§ Written request: Give each line of the records below as a row in a Markdown table with the columns Row and Line, numbering the rows in order and omitting blank lines. Leave the pictures out of the table.

-- START --

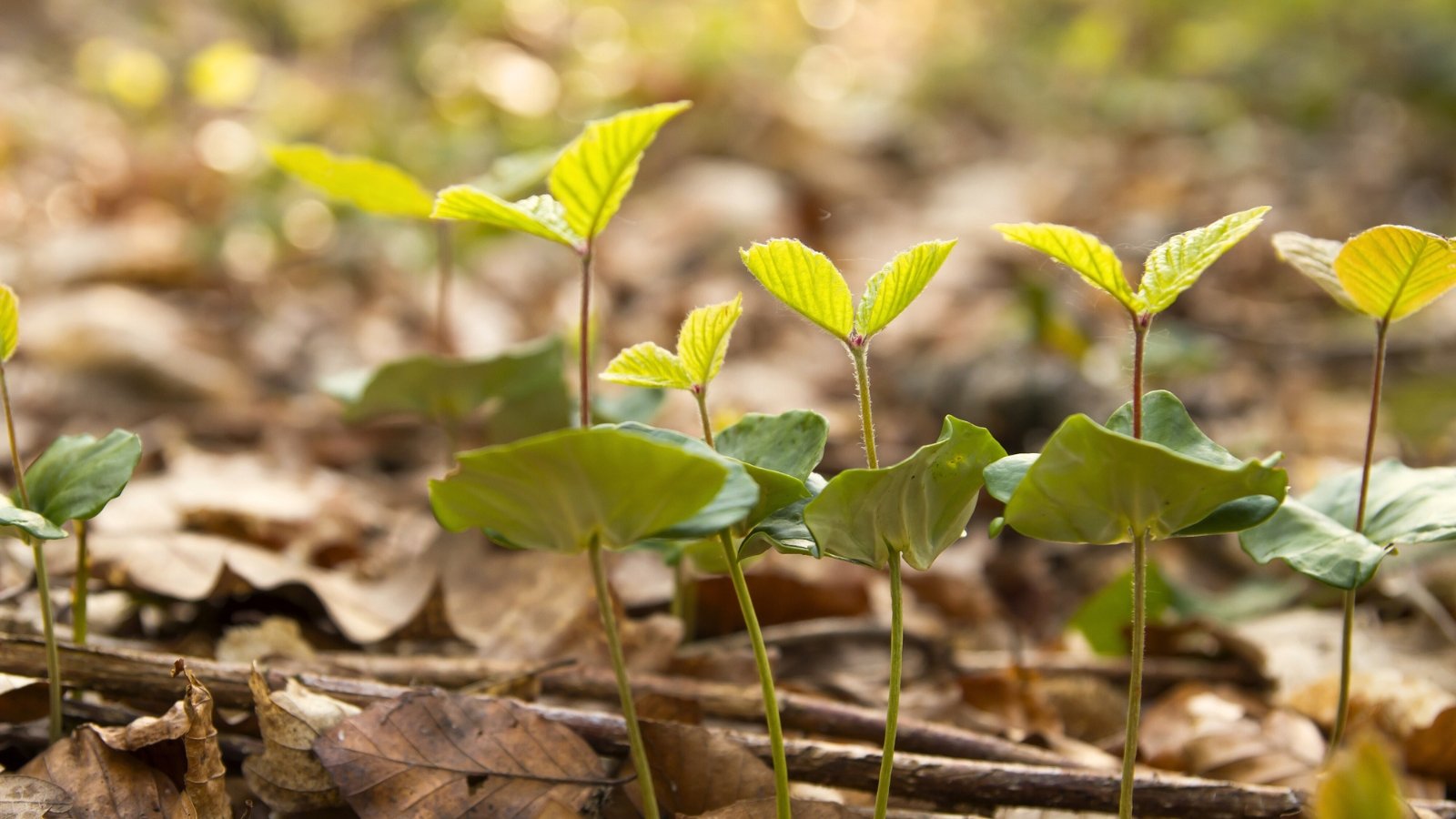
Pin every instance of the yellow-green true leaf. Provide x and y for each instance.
(539, 216)
(364, 182)
(892, 290)
(1084, 252)
(1390, 271)
(804, 280)
(1315, 258)
(9, 322)
(703, 339)
(1177, 264)
(648, 365)
(597, 167)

-- END --

§ Response to this task:
| Row | Line |
|---|---|
| 1 | Pin every instance of the yellow-green true leaf. Provide x and y for each instance. |
| 2 | (539, 216) |
| 3 | (364, 182) |
| 4 | (892, 290) |
| 5 | (1084, 252) |
| 6 | (1390, 271) |
| 7 | (804, 280) |
| 8 | (1315, 258) |
| 9 | (9, 322) |
| 10 | (703, 339) |
| 11 | (1177, 264) |
| 12 | (648, 365) |
| 13 | (597, 167) |